• Work required: Convert everything in the material from the line containing "In the photo above, where can the video" down to the end into a numbered list, including both the starting and the final line and omitting blank lines.
****
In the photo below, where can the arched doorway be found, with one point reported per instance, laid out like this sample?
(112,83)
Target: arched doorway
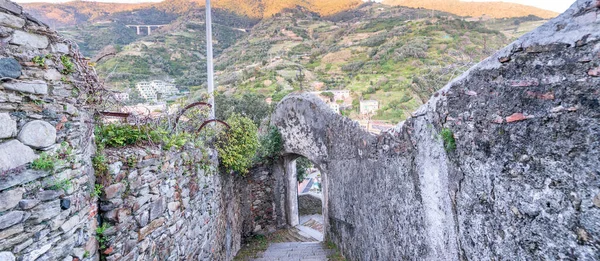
(295,189)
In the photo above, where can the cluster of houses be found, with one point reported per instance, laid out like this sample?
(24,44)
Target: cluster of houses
(152,91)
(155,90)
(341,99)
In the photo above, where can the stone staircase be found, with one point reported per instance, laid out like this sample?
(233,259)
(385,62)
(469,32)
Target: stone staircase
(295,251)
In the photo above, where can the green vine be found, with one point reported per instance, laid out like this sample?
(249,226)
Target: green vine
(449,140)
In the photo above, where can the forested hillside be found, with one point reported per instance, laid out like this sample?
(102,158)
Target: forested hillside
(395,55)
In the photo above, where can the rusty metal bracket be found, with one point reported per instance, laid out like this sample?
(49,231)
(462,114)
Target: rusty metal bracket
(214,120)
(195,104)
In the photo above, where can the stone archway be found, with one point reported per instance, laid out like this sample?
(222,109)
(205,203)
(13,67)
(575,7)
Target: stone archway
(309,128)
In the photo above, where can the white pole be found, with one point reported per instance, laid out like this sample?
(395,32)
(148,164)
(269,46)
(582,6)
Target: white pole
(209,60)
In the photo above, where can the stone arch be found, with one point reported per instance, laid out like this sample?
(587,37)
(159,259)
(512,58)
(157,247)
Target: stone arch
(310,129)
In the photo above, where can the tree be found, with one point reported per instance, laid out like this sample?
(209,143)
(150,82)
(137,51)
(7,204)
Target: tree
(250,105)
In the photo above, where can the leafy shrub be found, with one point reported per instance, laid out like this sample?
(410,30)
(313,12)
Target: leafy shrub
(302,166)
(96,191)
(63,184)
(39,61)
(116,135)
(270,145)
(353,67)
(69,67)
(449,140)
(237,146)
(45,162)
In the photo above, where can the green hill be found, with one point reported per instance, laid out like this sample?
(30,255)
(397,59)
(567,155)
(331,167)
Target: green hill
(398,56)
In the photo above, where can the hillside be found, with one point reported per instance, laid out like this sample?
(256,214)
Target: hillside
(396,55)
(79,12)
(475,9)
(176,51)
(378,52)
(76,12)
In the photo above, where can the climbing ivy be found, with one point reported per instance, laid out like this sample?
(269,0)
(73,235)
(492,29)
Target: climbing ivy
(237,146)
(271,145)
(448,138)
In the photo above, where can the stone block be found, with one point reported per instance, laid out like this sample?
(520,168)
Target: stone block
(34,87)
(70,223)
(28,203)
(60,48)
(6,233)
(11,6)
(7,256)
(9,68)
(11,20)
(145,231)
(48,195)
(38,134)
(30,40)
(52,75)
(45,211)
(14,154)
(11,218)
(34,254)
(114,190)
(10,199)
(8,126)
(157,208)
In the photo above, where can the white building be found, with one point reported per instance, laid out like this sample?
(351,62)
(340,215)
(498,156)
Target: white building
(368,106)
(338,95)
(150,90)
(121,96)
(164,88)
(146,90)
(335,107)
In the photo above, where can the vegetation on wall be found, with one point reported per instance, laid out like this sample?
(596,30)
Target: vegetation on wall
(238,146)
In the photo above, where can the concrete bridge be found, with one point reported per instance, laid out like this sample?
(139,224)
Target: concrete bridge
(148,26)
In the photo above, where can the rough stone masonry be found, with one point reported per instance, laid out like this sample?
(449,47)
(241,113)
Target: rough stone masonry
(46,212)
(522,183)
(158,204)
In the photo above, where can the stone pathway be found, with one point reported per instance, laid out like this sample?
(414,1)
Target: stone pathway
(295,251)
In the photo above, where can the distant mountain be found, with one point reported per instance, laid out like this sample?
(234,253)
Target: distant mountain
(78,12)
(476,9)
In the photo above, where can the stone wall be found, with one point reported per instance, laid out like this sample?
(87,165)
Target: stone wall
(46,212)
(258,206)
(164,205)
(521,182)
(309,204)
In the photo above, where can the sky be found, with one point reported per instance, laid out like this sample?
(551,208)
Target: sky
(558,6)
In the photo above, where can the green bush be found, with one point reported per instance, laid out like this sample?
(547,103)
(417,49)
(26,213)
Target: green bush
(271,145)
(45,162)
(114,135)
(237,146)
(302,165)
(449,140)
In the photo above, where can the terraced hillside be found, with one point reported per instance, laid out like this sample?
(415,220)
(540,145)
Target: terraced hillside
(398,56)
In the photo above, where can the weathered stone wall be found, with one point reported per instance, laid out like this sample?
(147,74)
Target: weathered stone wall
(521,184)
(258,206)
(309,204)
(45,214)
(161,204)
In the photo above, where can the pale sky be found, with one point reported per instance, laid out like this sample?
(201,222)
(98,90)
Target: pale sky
(558,6)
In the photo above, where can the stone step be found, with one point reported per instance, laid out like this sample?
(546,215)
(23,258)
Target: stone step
(295,251)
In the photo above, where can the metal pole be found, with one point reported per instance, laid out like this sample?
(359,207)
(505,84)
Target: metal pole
(209,60)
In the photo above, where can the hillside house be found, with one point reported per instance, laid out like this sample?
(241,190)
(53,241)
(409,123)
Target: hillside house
(368,106)
(146,91)
(121,96)
(151,90)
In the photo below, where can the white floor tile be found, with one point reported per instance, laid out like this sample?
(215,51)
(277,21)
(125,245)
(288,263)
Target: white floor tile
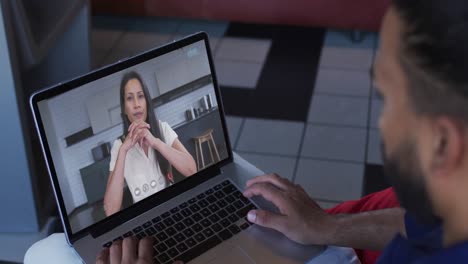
(283,166)
(238,74)
(271,137)
(234,125)
(347,58)
(376,110)
(339,110)
(330,180)
(343,82)
(335,143)
(374,154)
(251,50)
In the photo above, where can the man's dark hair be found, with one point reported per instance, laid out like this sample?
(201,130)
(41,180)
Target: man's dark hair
(150,116)
(434,55)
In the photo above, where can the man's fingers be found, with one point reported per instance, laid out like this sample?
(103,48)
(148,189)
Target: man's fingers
(115,252)
(269,192)
(145,249)
(274,179)
(267,219)
(129,250)
(103,257)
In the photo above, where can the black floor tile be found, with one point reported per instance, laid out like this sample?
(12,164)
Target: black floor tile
(374,179)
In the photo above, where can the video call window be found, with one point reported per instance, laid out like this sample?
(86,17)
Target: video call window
(125,137)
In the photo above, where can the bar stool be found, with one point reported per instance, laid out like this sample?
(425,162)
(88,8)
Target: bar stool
(208,138)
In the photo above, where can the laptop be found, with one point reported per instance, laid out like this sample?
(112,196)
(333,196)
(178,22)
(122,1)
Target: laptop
(194,209)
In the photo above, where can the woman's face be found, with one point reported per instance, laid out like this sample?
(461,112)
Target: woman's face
(135,103)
****
• Task output:
1. In the photo above, where can the video call window be found, with one point reported per instance, laid out like this sample?
2. (86,17)
3. Target: video call window
4. (125,137)
5. In the photo above, where can the bar stool be found, with one point reported per instance, laid out like this sample?
6. (425,162)
7. (88,8)
8. Target: bar stool
9. (208,138)
10. In the photo above, where can the laptop be found, with one point reported per instance, laid out like this sample?
11. (112,196)
12. (333,196)
13. (178,22)
14. (122,1)
15. Target: laptop
16. (194,209)
17. In the photo above, where can the woman's face be found, with one point reported per instance, laid out like this sample?
18. (461,112)
19. Target: woman's face
20. (135,103)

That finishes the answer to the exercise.